RECORDS FOR PROCESSING:

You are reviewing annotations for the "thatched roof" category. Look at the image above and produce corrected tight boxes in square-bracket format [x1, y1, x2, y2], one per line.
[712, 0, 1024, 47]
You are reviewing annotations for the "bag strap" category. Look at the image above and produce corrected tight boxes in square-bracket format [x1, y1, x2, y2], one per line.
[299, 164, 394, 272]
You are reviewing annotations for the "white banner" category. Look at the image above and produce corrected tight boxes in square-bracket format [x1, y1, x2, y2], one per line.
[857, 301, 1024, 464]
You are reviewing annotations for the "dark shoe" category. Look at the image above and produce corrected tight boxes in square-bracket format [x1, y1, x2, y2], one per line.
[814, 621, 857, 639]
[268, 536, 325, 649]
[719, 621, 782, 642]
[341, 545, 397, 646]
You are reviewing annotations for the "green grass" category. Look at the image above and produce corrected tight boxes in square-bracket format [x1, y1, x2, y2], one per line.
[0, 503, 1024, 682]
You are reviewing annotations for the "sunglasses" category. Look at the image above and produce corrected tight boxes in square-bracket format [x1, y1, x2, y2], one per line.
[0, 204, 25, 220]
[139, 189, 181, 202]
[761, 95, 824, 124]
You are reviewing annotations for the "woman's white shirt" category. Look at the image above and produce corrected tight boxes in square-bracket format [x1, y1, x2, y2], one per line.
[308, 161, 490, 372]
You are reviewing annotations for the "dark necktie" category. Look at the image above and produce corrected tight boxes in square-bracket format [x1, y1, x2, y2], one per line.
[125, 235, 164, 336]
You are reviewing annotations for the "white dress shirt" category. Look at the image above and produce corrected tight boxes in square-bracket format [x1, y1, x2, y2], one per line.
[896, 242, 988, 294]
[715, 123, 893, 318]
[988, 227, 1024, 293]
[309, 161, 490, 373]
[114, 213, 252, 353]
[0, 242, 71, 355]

...

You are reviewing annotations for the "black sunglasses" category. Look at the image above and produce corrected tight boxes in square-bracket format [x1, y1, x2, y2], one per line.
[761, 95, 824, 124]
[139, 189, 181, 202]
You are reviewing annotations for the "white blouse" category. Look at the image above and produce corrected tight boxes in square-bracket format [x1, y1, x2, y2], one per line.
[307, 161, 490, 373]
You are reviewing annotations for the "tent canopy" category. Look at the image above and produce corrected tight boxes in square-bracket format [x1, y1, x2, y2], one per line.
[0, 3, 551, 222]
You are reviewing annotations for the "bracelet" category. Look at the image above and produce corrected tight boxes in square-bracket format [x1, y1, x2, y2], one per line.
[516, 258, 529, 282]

THE EXERCISE: Pick out each row above that contains the word "shirt" and copy every such row in full.

ANSWER FOR THE TASK:
You are reviewing annotations for the "woman's white shirt" category. Look at the image above and produce corrected tight boxes in square-bracket format [x1, y1, x2, y2], one per line.
You are reviewing annotations for the "white dress shirt" category. Look at the image above and produce corrected tight boxes in square-bracket format [x1, y1, x2, y2], one per line.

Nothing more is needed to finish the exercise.